DIRECTIONS → Please show each line of the listing where "grass" is present.

***

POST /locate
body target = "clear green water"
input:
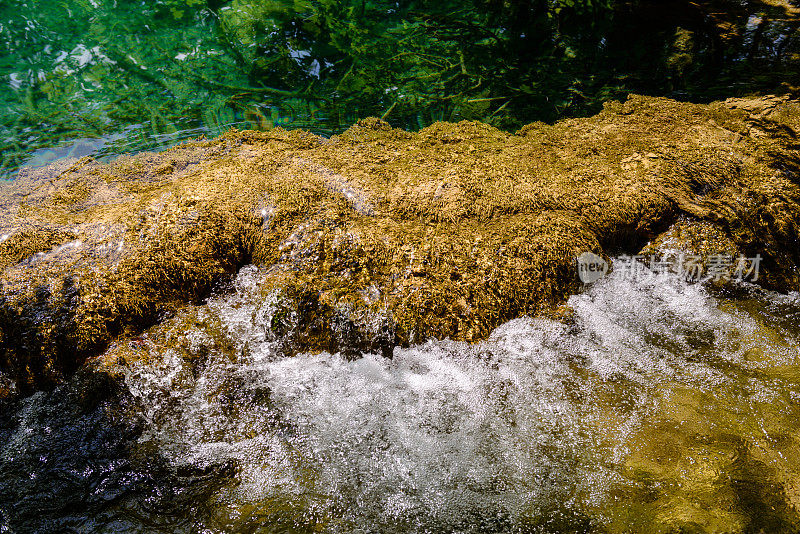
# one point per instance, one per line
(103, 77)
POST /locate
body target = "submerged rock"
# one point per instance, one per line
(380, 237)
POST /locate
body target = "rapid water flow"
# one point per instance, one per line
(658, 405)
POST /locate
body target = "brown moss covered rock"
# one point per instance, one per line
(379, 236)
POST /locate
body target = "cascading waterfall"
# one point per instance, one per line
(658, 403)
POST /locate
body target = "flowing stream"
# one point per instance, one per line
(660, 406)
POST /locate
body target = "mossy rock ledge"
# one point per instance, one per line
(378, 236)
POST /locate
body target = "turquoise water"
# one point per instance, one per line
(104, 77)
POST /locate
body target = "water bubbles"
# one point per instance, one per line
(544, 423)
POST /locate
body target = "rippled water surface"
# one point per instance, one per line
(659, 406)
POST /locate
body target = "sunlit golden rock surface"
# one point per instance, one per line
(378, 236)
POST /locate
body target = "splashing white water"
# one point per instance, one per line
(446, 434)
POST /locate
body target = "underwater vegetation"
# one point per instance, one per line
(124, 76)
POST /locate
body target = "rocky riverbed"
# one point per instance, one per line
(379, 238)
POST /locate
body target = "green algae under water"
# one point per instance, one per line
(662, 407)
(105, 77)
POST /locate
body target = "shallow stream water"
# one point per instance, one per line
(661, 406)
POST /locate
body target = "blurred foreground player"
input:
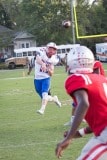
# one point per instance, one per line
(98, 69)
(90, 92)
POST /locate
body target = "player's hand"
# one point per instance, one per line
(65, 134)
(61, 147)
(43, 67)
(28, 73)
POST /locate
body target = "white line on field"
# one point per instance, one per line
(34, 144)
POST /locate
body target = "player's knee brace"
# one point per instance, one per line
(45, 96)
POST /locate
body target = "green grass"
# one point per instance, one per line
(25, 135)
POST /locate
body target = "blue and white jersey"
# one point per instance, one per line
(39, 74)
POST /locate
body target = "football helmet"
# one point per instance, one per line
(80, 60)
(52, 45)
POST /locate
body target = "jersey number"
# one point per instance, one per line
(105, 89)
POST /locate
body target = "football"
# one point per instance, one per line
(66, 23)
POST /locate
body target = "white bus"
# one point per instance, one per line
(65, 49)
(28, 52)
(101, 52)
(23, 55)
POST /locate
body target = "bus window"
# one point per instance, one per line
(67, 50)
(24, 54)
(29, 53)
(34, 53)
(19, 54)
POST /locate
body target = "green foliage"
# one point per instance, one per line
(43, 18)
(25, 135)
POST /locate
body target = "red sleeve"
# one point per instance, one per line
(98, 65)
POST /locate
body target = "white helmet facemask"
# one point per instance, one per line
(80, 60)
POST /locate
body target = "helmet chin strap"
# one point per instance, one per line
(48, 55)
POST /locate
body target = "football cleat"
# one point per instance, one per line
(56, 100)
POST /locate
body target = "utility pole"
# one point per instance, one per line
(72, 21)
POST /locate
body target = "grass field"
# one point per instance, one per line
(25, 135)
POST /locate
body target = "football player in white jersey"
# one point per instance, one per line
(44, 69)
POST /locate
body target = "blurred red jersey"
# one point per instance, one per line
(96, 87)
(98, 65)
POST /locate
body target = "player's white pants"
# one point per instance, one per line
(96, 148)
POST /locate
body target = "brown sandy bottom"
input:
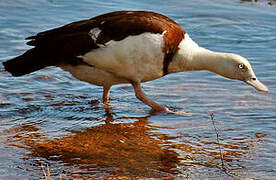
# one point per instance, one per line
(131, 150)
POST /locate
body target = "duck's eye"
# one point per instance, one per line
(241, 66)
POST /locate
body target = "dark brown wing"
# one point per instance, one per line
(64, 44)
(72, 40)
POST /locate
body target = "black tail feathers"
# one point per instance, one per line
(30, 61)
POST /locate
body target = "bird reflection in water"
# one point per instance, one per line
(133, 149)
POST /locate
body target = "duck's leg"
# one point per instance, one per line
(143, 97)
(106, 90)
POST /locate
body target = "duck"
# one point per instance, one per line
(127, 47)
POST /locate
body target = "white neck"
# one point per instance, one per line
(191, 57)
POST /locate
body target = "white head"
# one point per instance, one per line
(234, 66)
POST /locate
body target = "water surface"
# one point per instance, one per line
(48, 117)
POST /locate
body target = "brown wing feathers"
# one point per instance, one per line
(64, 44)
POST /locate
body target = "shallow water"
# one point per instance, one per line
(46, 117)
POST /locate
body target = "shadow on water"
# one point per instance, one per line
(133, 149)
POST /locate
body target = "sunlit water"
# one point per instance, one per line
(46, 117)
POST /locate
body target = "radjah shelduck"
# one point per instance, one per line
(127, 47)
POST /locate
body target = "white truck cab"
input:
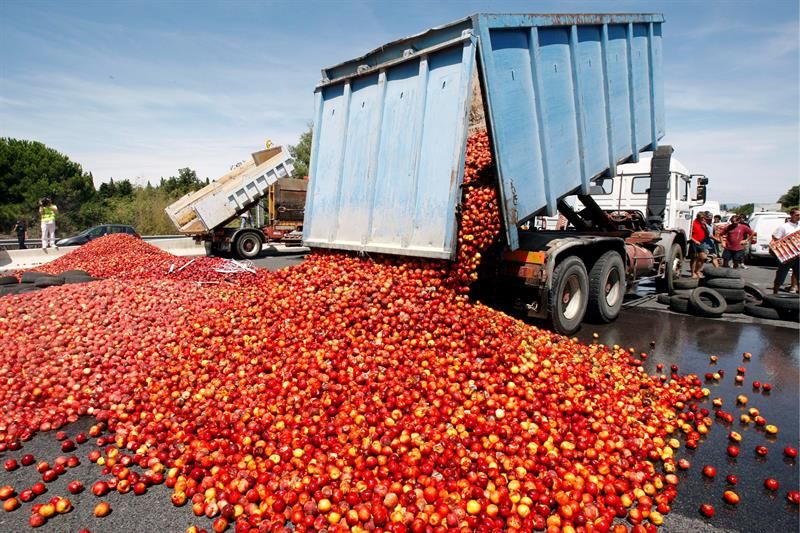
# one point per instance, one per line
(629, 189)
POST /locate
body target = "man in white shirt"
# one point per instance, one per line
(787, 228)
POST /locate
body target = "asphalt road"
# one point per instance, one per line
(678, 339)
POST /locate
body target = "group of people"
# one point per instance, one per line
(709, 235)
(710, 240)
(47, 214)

***

SOLUTION FOR THIS PROBLEM →
body target = "green grass"
body target = "grass field"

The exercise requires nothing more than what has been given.